[Stored dataset items]
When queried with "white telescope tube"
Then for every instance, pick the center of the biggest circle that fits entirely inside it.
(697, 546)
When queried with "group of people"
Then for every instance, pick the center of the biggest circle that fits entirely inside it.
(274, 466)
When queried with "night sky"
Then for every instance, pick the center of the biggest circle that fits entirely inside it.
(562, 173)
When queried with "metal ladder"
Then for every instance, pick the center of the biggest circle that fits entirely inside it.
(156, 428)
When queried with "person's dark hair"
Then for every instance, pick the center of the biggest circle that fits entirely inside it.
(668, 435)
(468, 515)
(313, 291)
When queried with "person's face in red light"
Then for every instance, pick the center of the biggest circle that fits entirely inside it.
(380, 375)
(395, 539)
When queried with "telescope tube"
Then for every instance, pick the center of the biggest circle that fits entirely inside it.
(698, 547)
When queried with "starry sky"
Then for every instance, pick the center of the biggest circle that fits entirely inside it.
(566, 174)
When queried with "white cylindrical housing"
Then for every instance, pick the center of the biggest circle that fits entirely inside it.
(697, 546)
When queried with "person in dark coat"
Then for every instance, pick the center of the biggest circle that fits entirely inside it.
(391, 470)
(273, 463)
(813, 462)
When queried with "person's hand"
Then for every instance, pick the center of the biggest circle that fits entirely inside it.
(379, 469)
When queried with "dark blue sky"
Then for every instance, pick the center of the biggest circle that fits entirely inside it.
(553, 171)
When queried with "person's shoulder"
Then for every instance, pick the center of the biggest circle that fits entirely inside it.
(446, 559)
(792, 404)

...

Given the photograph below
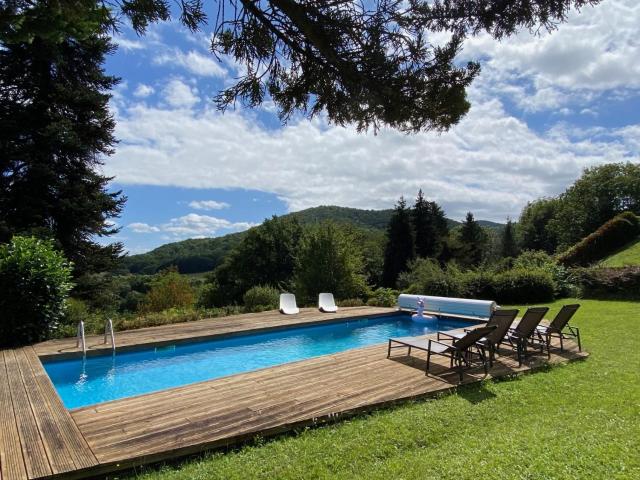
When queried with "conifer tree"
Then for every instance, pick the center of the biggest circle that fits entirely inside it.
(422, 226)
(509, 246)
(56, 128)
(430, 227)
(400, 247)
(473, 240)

...

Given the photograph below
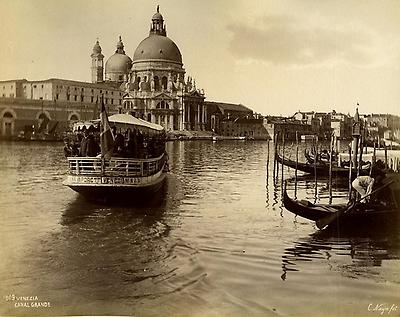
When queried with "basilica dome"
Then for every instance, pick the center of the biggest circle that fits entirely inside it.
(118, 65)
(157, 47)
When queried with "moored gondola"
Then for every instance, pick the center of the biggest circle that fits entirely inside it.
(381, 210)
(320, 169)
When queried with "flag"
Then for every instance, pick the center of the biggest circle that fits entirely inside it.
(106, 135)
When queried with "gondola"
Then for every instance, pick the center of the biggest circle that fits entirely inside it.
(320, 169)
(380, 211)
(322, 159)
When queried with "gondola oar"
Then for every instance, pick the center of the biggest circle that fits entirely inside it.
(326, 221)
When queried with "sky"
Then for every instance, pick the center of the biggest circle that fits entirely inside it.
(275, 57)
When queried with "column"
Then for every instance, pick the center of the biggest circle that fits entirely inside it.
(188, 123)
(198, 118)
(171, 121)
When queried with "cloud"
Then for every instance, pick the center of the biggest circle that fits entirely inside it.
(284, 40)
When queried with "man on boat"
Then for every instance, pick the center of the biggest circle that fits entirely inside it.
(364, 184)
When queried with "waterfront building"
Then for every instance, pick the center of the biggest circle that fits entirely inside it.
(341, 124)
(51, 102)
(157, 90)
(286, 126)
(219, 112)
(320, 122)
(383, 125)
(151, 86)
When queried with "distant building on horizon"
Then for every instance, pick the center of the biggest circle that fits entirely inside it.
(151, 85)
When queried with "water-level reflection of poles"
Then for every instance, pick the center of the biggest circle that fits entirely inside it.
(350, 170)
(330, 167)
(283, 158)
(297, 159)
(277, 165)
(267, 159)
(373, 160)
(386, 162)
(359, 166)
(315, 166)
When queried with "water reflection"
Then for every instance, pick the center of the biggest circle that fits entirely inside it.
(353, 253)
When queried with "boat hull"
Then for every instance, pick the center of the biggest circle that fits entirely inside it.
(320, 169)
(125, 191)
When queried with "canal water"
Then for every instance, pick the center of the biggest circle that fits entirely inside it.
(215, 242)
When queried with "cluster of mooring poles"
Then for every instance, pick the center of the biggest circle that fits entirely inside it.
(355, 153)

Task requirements:
Each line above that has "boat" adds one to the count; say the final count with no other text.

Task solution:
2